■ **Exercises to complete**
#1 Pull out the passage of the OpenOffice.org Calc and R blog posts from "The good news, however, is" up to and including "how it works.", copied word for word.
#2 Carry on the blog posts about the OpenOffice.org Calc and R add-on, starting right after their last sentence.

■ **Quoted passage**
____________
New Blog Title
Saturday October 06th 2007, 1:00 pm
Filed under:
General
You’ll notice I changed the blog title to OpenOffice.org: Calc and R… Only because Summer of Code has now been over for over a month, and luckily this package is still being developed further. I haven’t done much since early September mainly because of a big move from Toronto, Canada to New York, USA for an internship. I’ll be heading out to France for a week next week, but aside from that hope to get some more good coding done, to release a version 1.0.
The good news, however, is that the package has already been tested on NeoOffice (Mac), as well as Linux and Windows verisons of OpenOffice, and I’m glad to say they all seem to work!
The Future
Monday August 27th 2007, 1:36 pm
Filed under:
General,
To Do
For those following the Summer of Code blogs, websites, or discussion boards, it’s pretty clear that the official coding period is now over. In light of this, I released 0.1.6 and since then, 0.1.7 to fix a few bugs. I must say the program has been a great experience, and I’m glad to have learned so much about OpenOffice, R, and software development in general. I am also grateful for the many e-mails I’ve received from people who have tried the add-on and are happy with how it works.
____________
■ **Entries provided**
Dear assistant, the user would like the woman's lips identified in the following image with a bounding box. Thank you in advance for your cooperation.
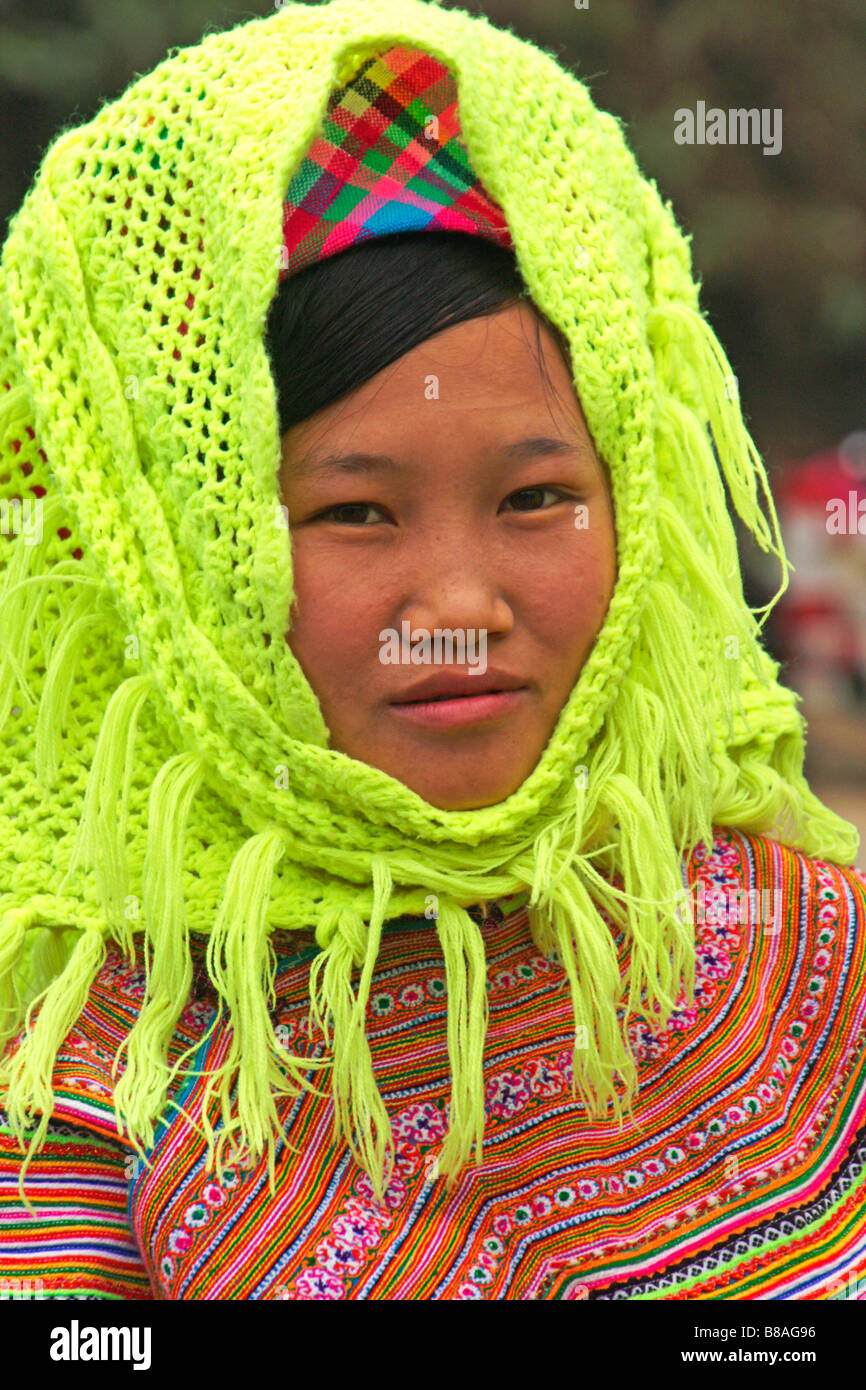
[391,685,527,728]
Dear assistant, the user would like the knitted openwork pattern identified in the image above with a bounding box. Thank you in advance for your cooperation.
[0,0,858,1212]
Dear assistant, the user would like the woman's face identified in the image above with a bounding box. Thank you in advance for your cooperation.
[281,303,616,810]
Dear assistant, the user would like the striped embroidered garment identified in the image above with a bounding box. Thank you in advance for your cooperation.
[0,828,866,1300]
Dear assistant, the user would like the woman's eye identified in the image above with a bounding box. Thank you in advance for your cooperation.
[506,488,566,512]
[316,502,381,525]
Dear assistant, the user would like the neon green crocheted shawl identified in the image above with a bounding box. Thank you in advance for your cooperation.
[0,0,858,1193]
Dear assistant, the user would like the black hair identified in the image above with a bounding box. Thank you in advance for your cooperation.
[265,232,571,435]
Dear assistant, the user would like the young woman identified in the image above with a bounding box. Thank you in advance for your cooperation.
[0,0,866,1300]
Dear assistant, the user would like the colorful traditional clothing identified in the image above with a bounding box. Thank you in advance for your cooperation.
[0,830,866,1300]
[0,0,866,1298]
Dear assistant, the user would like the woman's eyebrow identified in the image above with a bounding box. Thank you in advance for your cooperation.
[292,435,587,478]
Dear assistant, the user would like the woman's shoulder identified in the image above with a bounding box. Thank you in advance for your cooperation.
[0,941,214,1152]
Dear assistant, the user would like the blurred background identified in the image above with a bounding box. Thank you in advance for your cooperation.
[0,0,866,869]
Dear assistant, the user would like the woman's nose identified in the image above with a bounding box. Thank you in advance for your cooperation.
[398,541,514,637]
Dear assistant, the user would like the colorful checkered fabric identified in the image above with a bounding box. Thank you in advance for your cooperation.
[279,47,512,281]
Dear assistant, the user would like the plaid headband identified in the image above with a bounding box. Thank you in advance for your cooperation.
[279,47,513,281]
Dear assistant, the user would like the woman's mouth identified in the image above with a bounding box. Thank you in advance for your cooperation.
[391,685,527,728]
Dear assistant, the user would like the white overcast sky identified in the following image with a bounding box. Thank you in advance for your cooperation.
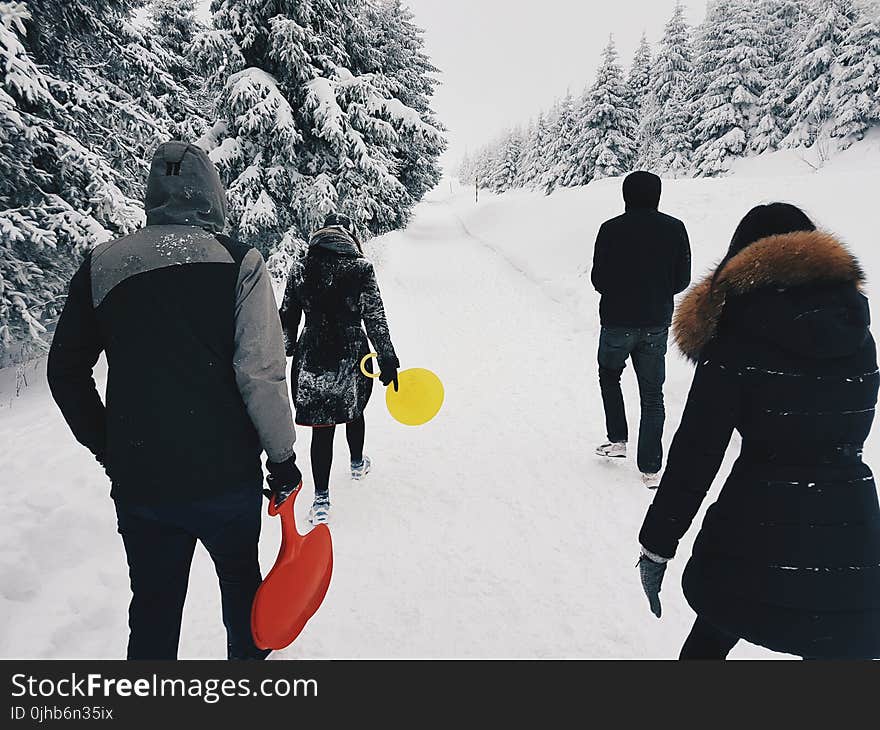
[196,0,706,164]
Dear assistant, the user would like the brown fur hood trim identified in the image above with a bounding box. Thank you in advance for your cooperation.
[673,231,864,362]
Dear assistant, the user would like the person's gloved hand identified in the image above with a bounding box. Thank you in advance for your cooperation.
[379,357,400,390]
[639,553,666,618]
[263,454,302,507]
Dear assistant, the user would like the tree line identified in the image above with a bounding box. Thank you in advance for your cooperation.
[0,0,446,364]
[458,0,880,194]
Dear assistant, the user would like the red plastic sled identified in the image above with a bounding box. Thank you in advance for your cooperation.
[251,485,333,649]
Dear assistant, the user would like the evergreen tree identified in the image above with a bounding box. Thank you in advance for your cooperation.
[368,0,446,220]
[783,0,855,147]
[638,1,693,170]
[693,0,770,175]
[656,86,693,178]
[522,113,550,187]
[569,38,638,185]
[0,2,143,362]
[829,10,880,147]
[492,131,522,194]
[541,93,577,195]
[150,0,205,58]
[195,0,443,252]
[651,0,693,109]
[627,33,651,116]
[749,0,806,153]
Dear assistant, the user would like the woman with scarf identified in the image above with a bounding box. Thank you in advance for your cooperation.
[280,214,400,524]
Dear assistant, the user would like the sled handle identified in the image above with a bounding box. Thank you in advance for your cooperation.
[269,482,302,517]
[361,352,380,380]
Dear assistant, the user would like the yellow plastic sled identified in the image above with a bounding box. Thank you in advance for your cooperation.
[361,352,444,426]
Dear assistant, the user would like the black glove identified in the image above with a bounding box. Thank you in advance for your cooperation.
[263,454,302,507]
[639,555,666,618]
[379,357,400,390]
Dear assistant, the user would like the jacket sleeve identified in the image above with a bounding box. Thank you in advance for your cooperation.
[590,223,610,294]
[232,249,296,463]
[278,272,302,357]
[47,256,107,463]
[675,223,691,294]
[360,264,400,367]
[639,352,740,558]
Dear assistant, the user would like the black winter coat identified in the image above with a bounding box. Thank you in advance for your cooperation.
[280,228,399,426]
[640,232,880,658]
[48,142,296,505]
[591,208,691,327]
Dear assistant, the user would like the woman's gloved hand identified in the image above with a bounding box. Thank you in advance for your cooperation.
[263,454,302,507]
[638,552,667,618]
[379,357,400,391]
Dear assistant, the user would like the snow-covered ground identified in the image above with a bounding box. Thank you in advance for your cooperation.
[0,141,880,658]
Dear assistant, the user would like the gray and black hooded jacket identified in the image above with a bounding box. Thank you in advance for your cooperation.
[48,142,295,504]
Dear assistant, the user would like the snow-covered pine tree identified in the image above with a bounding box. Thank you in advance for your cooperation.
[749,0,806,153]
[368,0,446,225]
[0,1,143,363]
[829,13,880,148]
[651,0,693,109]
[656,81,693,178]
[149,0,205,59]
[491,130,522,195]
[147,0,212,142]
[627,33,651,117]
[569,38,638,185]
[638,1,694,170]
[195,0,442,252]
[541,93,578,195]
[782,0,856,149]
[522,112,549,188]
[693,0,770,175]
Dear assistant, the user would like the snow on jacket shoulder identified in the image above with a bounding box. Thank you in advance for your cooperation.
[48,143,295,504]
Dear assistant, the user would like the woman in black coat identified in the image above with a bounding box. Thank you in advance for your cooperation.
[639,203,880,659]
[280,215,399,524]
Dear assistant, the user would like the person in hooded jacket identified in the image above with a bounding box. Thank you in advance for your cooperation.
[281,214,400,524]
[592,171,691,488]
[48,142,302,659]
[639,203,880,659]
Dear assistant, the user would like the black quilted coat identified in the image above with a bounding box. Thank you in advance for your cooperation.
[640,232,880,658]
[280,228,398,426]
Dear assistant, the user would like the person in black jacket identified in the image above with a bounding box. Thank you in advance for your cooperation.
[281,214,400,524]
[48,142,301,659]
[592,172,691,488]
[639,203,880,659]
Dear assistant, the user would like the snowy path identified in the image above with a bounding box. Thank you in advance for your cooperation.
[0,189,788,658]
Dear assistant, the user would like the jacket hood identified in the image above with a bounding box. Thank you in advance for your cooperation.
[673,231,870,362]
[309,226,361,256]
[145,142,226,233]
[623,172,663,210]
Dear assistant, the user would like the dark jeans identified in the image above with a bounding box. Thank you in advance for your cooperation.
[599,327,669,474]
[678,616,739,659]
[116,486,269,659]
[311,415,367,495]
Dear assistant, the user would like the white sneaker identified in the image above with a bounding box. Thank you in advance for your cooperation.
[351,456,373,481]
[309,495,330,525]
[642,472,660,489]
[596,441,626,459]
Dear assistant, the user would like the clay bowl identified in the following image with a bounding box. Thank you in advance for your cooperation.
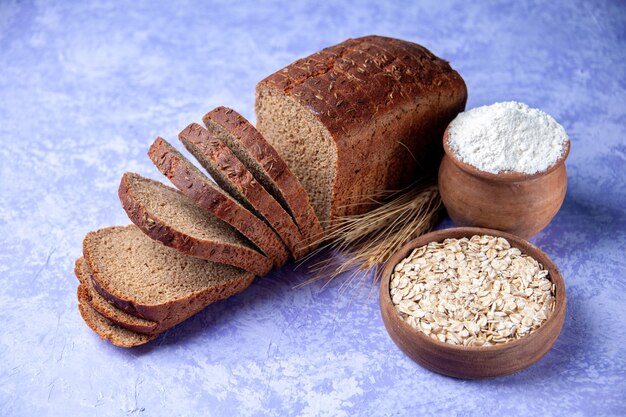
[439,129,570,238]
[380,227,565,379]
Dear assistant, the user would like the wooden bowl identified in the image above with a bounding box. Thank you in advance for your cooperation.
[380,227,565,379]
[439,129,570,238]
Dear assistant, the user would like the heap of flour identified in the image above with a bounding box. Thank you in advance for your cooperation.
[448,101,568,174]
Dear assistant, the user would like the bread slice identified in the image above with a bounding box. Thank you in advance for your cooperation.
[83,225,254,329]
[202,106,322,251]
[148,137,289,267]
[77,284,157,348]
[255,36,467,225]
[178,123,306,259]
[74,257,160,334]
[119,172,272,275]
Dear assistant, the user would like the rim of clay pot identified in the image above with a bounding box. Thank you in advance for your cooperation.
[443,125,570,182]
[381,227,567,352]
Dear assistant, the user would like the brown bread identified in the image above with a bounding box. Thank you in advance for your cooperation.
[178,123,306,259]
[83,225,254,329]
[255,36,467,225]
[74,257,160,334]
[202,107,322,251]
[77,285,157,348]
[119,172,272,275]
[148,137,289,267]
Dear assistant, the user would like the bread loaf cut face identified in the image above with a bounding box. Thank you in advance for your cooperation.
[255,36,467,226]
[255,88,337,227]
[202,106,322,251]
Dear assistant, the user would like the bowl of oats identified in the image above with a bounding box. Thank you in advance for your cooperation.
[380,227,566,379]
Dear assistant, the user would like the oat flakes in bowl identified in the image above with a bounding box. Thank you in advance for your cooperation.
[380,228,565,378]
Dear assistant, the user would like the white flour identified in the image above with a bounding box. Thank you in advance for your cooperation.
[448,101,568,174]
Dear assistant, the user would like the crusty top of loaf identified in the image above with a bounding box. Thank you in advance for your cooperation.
[257,35,467,139]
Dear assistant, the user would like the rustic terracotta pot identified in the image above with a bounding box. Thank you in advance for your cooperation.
[439,129,570,238]
[380,227,566,379]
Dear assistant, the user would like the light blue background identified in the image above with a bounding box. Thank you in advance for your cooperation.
[0,0,626,417]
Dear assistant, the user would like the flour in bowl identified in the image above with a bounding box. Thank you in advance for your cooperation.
[448,101,569,174]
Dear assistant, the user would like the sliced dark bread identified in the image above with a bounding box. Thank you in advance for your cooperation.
[148,137,289,267]
[77,284,157,348]
[178,123,306,259]
[202,106,322,250]
[83,225,254,329]
[74,257,160,334]
[119,172,272,275]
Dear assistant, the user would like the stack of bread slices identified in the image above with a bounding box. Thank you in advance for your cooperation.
[75,36,467,347]
[75,107,322,347]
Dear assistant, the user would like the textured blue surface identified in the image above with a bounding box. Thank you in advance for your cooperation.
[0,0,626,416]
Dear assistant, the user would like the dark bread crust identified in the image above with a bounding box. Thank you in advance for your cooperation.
[118,172,272,276]
[148,137,289,267]
[202,106,323,251]
[178,123,306,259]
[83,225,254,322]
[76,284,158,348]
[74,257,160,334]
[256,36,467,219]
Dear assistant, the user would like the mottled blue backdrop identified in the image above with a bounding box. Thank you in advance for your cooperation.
[0,0,626,417]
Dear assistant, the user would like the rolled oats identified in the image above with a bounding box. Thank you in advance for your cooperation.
[390,235,555,346]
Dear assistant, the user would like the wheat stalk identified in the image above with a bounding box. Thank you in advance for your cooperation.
[301,184,442,289]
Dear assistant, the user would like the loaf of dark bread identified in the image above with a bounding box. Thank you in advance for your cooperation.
[255,36,467,224]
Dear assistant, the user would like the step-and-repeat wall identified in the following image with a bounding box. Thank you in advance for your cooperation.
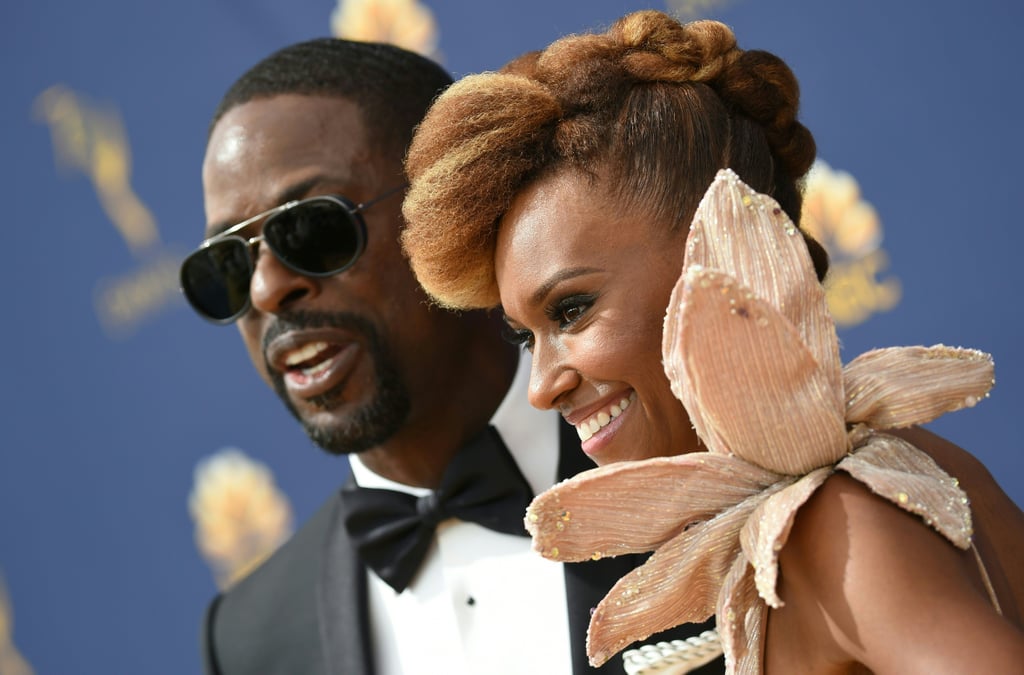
____________
■ **Answers for the tasks**
#1
The good news, however, is that the package has already been tested on NeoOffice (Mac), as well as Linux and Windows verisons of OpenOffice, and I’m glad to say they all seem to work!
The Future
Monday August 27th 2007, 1:36 pm
Filed under:
General,
To Do
For those following the Summer of Code blogs, websites, or discussion boards, it’s pretty clear that the official coding period is now over. In light of this, I released 0.1.6 and since then, 0.1.7 to fix a few bugs. I must say the program has been a great experience, and I’m glad to have learned so much about OpenOffice, R, and software development in general. I am also grateful for the many e-mails I’ve received from people who have tried the add-on and are happy with how it works.

#2
So, what does the future hold? I plan to continue developing the add-on… The next steps deal with fixing bugs rather than adding features, and formally released a version 1.0. Then, I’ll work on documenting and promoting the tool, and finally, begin adding more features. If more and more people keep using this tool then I’ll gladly keep updating it, and will do my best to keep the process as transparent as possible.
For anyone interested in getting involved, please contact me.
0.1.6
0.1.6, but really, a very close version to 1.0. I was looking at the aims of this package from the beginning of the summer and it seems it does everything I wanted it to do. Sure, it’s not perfect and requires some testing and improvements, but in terms of a Calc add-on that provides R functionality, everything is there.
So this release will be the last or next-to-last (if I release one more in the morning!) release during the official Summer of Code period… I’ll be writing a reflective post soon, and maybe even write a bit about the future soon.
Until then, download the package, source code, and manual.
Image Embedding Now Supported
Finally, version 0.1.5 of the add-on is out… You can download the UNO package or the source code. The manual has been updated as well, and discusses how to send R output into the spreadsheet.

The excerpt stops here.